== PASSAGE GIVEN

(2023-06-14, 12:37 AM)Sciborg_S_Patel Wrote: [ -> ]If the brain is Material/Physical in the way Materialist/Physicalist define those terms, as in made up of some stuff that has no fundamental mental character, it cannot have thoughts or memories or subjective feelings or utilize logic. Even you seem to recognize this when you note that nails don't have Consciousness, you just need to realize the same problem of getting Consciousness from Matter extends to brains.
I disagree. Brains can and do have thoughts, memories, subjective feelings, and utilize logic.
Monkeys have thoughts, memories and utilize crude logic. They also appear to have subjective feelings.
Do you or do you not think a monkey has to have a soul to do what it does? If it doesn't need a soul to do what it does, your argument falls apart. For then monkeys do these things with their brains without a soul. If instead, monkeys must have a soul to do these things, where do you draw the line that below which actions can be strictly physical? That argument tends to move the entire world into a state of animism where the world is filled with souls manipulating it.
So either way, you lose. So what will you do? Avoid the question, hoping it goes away, and nobody notices what you are doing?
Quote:If you want to get around this, you'd have to give us an actual metaphysical picture of the physical that gives us a convincing reason to believe the material brain can do the things Tallis & Rosenberg say is not possible - have thoughts about anything.
Sure. Here is a video of cats doing cat things. It seems obvious to me that the brains of these cats are thinking thoughts and that cats have memories. Do you agree?
https://www.youtube.com/watch?v=6FQsIfE7sZM&t=23s
Quote:As for laws of physics - Where are they? How do they work? Why don't they change?
No God, No Laws by Nancy Cartwright
Do Physical Laws Make Things Happen? by Stephen Talbott
Regarding the question in the title of your second link, refer to
Betteridge's Law of Headlines.
The answer is "no".
Both links misunderstand what physical laws are. Physical laws are not commands. God did not tell protons they need to have a positive charge or they will go to hell. No, "physical laws" is just the name we give for the way things work. We live in an orderly world which can be understood by realizing that certain things act certain ways. That does not require a lawgiver.

====

* **GOAL A**:
Decide whether each statement below agrees with the forum post on brains and physical laws. Answer yes or no for each and quote the exact words of the post that decide it.
(i) The reply states that monkeys appear to have subjective feelings.
(ii) The reply treats physical laws as commands given to matter.
(iii) The reply holds that an orderly world requires a lawgiver.
* **GOAL B**: Extend the forum post on brains and physical laws, starting after its final sentence.

== RECORD SET

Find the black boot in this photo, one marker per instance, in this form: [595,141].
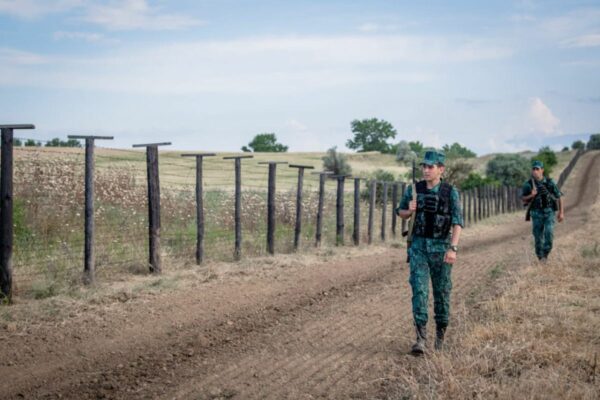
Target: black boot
[440,331]
[419,346]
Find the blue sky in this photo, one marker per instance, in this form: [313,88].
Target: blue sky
[209,75]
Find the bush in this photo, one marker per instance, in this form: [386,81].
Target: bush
[457,151]
[508,169]
[379,175]
[336,162]
[594,143]
[265,142]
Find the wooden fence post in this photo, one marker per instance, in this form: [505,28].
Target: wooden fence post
[199,204]
[154,261]
[394,205]
[89,258]
[6,210]
[339,207]
[237,252]
[271,204]
[356,228]
[298,228]
[372,198]
[319,231]
[403,223]
[469,206]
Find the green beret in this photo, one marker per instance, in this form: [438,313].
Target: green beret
[434,157]
[537,164]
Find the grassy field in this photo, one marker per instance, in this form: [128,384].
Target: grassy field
[49,192]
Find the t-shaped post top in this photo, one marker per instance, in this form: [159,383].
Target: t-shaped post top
[90,137]
[17,126]
[198,155]
[152,144]
[301,166]
[236,157]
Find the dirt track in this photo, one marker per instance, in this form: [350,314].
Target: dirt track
[318,331]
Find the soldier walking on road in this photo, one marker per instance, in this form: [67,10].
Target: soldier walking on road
[436,231]
[544,199]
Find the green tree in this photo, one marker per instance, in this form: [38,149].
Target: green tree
[336,162]
[474,180]
[508,169]
[594,142]
[371,135]
[455,150]
[578,144]
[265,142]
[404,154]
[548,157]
[457,171]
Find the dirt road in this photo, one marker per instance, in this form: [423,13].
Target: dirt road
[300,331]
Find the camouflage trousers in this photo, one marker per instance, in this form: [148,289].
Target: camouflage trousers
[543,231]
[423,267]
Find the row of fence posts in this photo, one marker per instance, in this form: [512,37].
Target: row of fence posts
[477,204]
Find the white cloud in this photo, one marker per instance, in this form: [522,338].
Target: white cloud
[18,58]
[135,14]
[541,119]
[84,36]
[370,27]
[116,15]
[30,9]
[591,40]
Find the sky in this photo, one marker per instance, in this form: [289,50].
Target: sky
[495,76]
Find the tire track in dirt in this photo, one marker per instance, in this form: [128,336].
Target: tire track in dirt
[350,358]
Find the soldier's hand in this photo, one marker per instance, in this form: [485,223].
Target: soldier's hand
[412,206]
[450,257]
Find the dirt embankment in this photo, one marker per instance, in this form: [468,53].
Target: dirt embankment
[317,330]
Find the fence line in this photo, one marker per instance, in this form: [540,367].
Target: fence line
[191,229]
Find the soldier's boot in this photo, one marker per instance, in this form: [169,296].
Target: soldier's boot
[440,332]
[419,346]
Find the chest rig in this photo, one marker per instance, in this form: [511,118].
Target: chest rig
[434,211]
[545,198]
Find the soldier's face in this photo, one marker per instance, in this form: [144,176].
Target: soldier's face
[432,172]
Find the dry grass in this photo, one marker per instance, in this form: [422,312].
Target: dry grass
[532,333]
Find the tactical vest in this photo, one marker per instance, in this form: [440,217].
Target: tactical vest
[434,211]
[545,198]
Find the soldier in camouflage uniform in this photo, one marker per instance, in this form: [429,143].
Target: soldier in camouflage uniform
[436,232]
[545,199]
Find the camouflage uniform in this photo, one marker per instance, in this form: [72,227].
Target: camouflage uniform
[543,211]
[427,260]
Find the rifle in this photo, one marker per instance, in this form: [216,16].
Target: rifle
[411,222]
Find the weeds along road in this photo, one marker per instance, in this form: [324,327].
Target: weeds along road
[318,330]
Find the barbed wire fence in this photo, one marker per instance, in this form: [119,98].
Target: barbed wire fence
[49,198]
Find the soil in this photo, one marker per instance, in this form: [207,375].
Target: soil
[300,331]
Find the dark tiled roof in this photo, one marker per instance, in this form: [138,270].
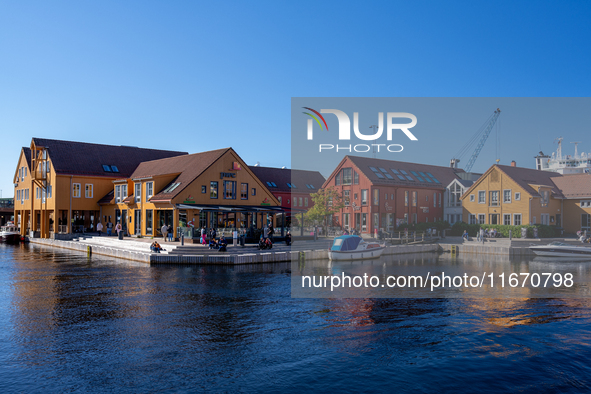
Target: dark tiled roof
[188,168]
[574,186]
[27,152]
[526,176]
[81,158]
[443,174]
[282,176]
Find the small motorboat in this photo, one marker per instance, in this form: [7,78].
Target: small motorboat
[561,249]
[10,234]
[353,247]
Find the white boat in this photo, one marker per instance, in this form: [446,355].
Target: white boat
[353,247]
[560,249]
[9,233]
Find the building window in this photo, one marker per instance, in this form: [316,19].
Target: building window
[213,190]
[149,219]
[149,190]
[364,197]
[76,190]
[455,194]
[229,190]
[494,198]
[138,192]
[517,219]
[481,197]
[346,176]
[244,191]
[545,197]
[88,192]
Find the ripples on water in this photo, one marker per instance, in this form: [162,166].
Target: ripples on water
[103,325]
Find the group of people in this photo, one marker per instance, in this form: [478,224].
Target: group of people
[482,233]
[99,228]
[167,232]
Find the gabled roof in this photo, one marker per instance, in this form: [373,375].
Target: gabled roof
[444,175]
[186,167]
[525,177]
[282,176]
[574,186]
[463,182]
[81,158]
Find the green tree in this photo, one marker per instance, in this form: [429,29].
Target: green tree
[327,202]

====

* **REPLY A**:
(i) Yes: "They also appear to have subjective feelings."
(ii) No: "Physical laws are not commands."
(iii) No: "That does not require a lawgiver."

* **REPLY B**:
Quote:As for the accusation of believing in "magic", I think that arguably applies more to the varied times you've waved away problems by saying "I don't know" while insisting that Souls Need Brains ->
Magic versus metaphysics by Feser
Excuse me, but I am not accusing, I am asking. I told you that before. Can you please tell me how belief in a non-material something that does what you claim is different from saying it is done by magic? I note that you have given us no answer. Again,
if it is true that no physical thing can have conscious thoughts--an assertion you have not proven--then how would a soul doing this impossible thing be different from magic? If you cannot tell us how it differs from magic, why not?
Again, there are many things that science does not know. When we get to that, we should answer, "I don't know". There is nothing wrong with that.
When we come to things that we don't know, we can assume one of two possible answers:
- 1. There is some physical explanation that may or may not involve new physical principles and may or may not ever be known that explains this, or 2. "God of the gaps" that is, we find a gap in physics, so we need a god or soul or some other entity to fill in the gap.
If #1 is the correct answer, then there is no magic. If #2 is the correct answer, then we are in your boat, where the answer is virtually indistinguishable from magic.
My money is on option 1.
"God of the gaps" has been used to explain many things in the past. And yet the gaps keep getting smaller, and physics takes over more of the space once credited to gods. If you want to insert souls or gods into any place where there is an unknown, then prepare to do a lot of moonwalking, appearing to walk forward but constantly going backwards.
That is the difference between our views. I am confident that the answer is #1, but I am not absolutely certain that sometime we might have to fall back on option #2, in which my view would look as much a magic as your view does to me.
But my money is on option 1.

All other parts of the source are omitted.